Supplied records >>
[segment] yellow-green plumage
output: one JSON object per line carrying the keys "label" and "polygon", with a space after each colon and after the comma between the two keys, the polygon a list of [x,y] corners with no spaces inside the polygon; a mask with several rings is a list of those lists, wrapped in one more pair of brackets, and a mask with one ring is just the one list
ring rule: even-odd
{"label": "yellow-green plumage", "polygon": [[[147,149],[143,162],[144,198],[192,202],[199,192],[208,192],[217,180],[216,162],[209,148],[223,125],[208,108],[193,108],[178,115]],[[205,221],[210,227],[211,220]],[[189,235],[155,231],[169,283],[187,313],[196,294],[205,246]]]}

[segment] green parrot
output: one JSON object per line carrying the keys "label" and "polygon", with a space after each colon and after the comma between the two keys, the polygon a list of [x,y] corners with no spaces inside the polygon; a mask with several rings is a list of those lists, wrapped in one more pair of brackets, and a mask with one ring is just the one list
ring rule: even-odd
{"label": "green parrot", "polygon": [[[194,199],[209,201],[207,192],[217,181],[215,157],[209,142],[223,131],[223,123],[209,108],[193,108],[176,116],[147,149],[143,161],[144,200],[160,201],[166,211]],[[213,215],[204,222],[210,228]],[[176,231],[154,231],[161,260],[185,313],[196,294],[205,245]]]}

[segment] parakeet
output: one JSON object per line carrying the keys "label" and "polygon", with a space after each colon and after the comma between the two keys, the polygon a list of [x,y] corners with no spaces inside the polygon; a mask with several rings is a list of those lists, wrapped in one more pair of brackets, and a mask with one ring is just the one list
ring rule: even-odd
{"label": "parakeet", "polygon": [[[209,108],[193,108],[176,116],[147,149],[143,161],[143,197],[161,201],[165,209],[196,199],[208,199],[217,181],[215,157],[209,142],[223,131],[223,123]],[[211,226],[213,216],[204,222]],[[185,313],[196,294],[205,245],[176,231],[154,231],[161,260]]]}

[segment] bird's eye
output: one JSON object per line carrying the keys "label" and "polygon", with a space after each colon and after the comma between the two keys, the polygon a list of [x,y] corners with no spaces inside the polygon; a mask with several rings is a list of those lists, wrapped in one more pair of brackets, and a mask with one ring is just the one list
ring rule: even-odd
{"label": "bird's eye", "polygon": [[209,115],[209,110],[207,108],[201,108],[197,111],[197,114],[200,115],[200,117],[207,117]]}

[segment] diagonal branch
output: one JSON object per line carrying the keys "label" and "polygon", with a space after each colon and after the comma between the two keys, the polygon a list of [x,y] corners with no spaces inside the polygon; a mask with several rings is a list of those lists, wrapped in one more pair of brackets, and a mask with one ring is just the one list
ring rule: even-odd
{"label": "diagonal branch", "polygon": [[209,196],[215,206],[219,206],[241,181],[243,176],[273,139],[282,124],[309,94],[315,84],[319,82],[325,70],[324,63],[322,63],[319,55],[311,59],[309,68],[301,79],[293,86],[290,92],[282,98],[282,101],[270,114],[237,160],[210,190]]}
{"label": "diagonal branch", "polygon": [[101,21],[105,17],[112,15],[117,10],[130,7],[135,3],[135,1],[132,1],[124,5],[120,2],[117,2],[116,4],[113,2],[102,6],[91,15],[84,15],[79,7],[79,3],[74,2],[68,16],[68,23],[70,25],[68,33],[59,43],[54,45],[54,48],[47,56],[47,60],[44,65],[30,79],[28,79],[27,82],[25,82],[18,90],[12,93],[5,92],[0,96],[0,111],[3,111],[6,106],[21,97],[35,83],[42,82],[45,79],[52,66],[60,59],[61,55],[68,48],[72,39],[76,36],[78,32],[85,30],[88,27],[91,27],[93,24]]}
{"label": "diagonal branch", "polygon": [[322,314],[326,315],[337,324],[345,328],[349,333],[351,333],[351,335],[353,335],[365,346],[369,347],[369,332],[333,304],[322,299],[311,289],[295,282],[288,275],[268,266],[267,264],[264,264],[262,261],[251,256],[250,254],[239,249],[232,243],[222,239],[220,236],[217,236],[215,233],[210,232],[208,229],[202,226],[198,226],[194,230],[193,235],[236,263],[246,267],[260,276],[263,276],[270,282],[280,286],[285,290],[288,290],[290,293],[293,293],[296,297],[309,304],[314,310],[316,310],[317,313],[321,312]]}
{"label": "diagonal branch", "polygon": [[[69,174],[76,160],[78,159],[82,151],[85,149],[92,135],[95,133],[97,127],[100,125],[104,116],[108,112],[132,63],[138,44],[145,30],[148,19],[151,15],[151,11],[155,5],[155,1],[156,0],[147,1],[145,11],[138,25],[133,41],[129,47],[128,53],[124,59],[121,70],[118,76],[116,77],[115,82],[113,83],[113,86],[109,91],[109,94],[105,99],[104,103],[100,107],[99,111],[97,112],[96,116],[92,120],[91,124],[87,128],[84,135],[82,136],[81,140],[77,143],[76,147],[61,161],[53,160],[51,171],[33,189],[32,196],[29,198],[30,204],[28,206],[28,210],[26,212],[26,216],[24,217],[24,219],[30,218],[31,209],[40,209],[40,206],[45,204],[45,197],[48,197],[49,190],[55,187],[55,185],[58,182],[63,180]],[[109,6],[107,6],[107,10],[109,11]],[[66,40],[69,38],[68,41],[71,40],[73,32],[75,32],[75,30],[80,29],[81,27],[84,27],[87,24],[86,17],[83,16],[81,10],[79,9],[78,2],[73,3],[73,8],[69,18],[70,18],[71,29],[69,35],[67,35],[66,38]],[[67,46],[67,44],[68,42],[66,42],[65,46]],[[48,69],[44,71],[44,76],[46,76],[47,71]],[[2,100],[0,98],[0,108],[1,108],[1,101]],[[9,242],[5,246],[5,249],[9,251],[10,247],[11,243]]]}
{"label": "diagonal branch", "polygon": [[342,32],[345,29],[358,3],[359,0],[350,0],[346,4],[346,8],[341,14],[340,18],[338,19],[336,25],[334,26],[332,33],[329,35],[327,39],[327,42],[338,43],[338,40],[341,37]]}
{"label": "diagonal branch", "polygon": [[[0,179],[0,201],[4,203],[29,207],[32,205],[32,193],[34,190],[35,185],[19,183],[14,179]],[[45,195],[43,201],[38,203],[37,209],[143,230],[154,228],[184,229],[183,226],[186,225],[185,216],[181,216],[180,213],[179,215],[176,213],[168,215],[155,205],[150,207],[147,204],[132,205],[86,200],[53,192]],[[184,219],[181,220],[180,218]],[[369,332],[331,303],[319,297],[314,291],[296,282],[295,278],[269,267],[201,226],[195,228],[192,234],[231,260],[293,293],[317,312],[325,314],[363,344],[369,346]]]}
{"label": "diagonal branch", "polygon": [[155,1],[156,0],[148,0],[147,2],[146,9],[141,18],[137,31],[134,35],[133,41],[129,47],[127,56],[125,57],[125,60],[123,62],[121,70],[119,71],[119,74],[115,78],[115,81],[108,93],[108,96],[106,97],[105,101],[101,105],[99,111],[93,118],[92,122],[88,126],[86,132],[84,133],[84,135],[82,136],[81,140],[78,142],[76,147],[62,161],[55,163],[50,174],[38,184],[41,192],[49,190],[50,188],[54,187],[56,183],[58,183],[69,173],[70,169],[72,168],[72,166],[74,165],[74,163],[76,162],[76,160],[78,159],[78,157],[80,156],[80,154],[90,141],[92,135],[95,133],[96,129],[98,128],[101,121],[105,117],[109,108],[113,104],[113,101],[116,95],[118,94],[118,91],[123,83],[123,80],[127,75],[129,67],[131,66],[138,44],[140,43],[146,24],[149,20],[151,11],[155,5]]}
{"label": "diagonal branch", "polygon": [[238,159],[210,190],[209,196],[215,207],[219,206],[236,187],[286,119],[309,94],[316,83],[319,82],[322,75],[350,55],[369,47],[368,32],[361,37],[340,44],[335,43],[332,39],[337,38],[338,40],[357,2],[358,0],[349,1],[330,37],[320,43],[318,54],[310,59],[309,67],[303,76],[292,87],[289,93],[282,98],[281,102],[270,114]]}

Try it >> Note how many lines of the listing above include the word "segment", and respond with that number only.

Solution to the exercise >> 5